REQUIRED ACTION 1 — Decide whether each statement agrees with the methods text below. Answer yes or no for (a), (b) and (c), and quote the deciding words of the text. (a) The membrane slices were blocked in 5% milk overnight. (b) The same razor blade was used to dissect the tumor nodules of every liver specimen. (c) The fetal liver RNA came from a pool of two tissue specimens.
REQUIRED ACTION 2 — Reproduce the methods text word for word from "Poly(A)⁺ mRNAs from" to "Chain Reaction (PCR)".

EXTRACT —
*** Begin section ***
Five hundred μg of recombinant proteins (p62 or golgin-97) were run on 10% sodium dodecyl sulfate-polyacrylamide gel electrophoresis gels and transferred to nitrocellulose membranes. The membranes containing only the recombinant protein were cut into small slices. The slices were blocked in 5% milk overnight, and divided into three parts. Five hundred μl of diluted anti-p62C antibody was incubated with the first part of these membrane slices for 8 hours, the absorbed supernatant recovered, and repeated absorption performed with the other two membrane sections in an identical manner. The absorbed antibody was kept in a −20°C freezer until use for immunofluorescent staining.

RNA from Liver Tissues

The method for RNA extraction was a modification of a method previously described. 15 Twenty sections of 5-μm thick paraffin-embedded liver specimens were used and areas were selected that contained at least 80% tumor hepatocytes as determined by examining adjacent H&E-stained sections. To avoid contamination, a separate razor blade was used to dissect out the tumor nodules of each liver specimen. The sections were transferred to 1.5-ml Eppendorf tubes, deparaffinated in three changes of 1.0 ml xylene (Fisher Scientific) and three washes of 1.0 ml ethanol. After brief drying, tissues were incubated with 300 ml of lysis buffer (10 mmol/L Tris-HCl, pH 8.0, 20 mmol/L ethylenediaminetetraacetic acid, 2% sodium dodecyl sulfate), and homogenized. The homogenized tissues were mixed with 15 μl of proteinase K solution (100 mg/ml) and incubated in 55°C water bath overnight. The solution was cooled to room temperature and 1 ml of Trizol reagent (Life Technologies, Inc., Gaithersburg, MD) was added. Total RNA was extracted according to the manufacturer’s suggestions. The RNA pellet was dissolved in 20 μl of distilled water and one-tenth aliquots were used for quantitation.

Poly(A)⁺ mRNAs from human fetal and adult livers were purchased from Clontech (Palo Alto, CA). Fetal liver RNA was reported by the manufacturer to have been extracted from a pool of 32 tissue specimens at age 18 to 24 weeks, whereas adult liver poly(A)⁺ RNA was extracted from a pool of two tissue specimens at age 15 and 35 years.

Reverse Transcription and Polymerase Chain Reaction (PCR)
*** End section ***
PROVIDED MATERIAL —
*** Begin section ***
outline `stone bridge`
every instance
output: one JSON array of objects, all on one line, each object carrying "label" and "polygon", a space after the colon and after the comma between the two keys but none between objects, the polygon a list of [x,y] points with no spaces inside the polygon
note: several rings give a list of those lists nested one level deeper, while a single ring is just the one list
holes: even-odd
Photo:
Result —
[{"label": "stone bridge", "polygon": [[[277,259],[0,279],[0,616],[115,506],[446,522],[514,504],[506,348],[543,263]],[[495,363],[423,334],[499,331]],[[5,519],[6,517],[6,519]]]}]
*** End section ***
*** Begin section ***
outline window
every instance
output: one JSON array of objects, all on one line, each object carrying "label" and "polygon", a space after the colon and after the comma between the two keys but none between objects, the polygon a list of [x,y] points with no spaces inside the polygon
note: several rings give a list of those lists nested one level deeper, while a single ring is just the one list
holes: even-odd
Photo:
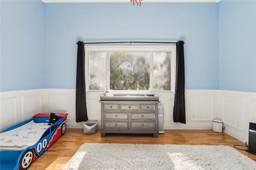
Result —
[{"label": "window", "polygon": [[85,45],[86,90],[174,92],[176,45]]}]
*** End section ***
RESPONSE AREA 1 —
(a) Yes: "The slices were blocked in 5% milk overnight"
(b) No: "a separate razor blade was used to dissect out the tumor nodules of each liver specimen"
(c) No: "Fetal liver RNA was reported by the manufacturer to have been extracted from a pool of 32 tissue specimens at age 18 to 24 weeks"

RESPONSE AREA 2 —
Poly(A)⁺ mRNAs from human fetal and adult livers were purchased from Clontech (Palo Alto, CA). Fetal liver RNA was reported by the manufacturer to have been extracted from a pool of 32 tissue specimens at age 18 to 24 weeks, whereas adult liver poly(A)⁺ RNA was extracted from a pool of two tissue specimens at age 15 and 35 years.

Reverse Transcription and Polymerase Chain Reaction (PCR)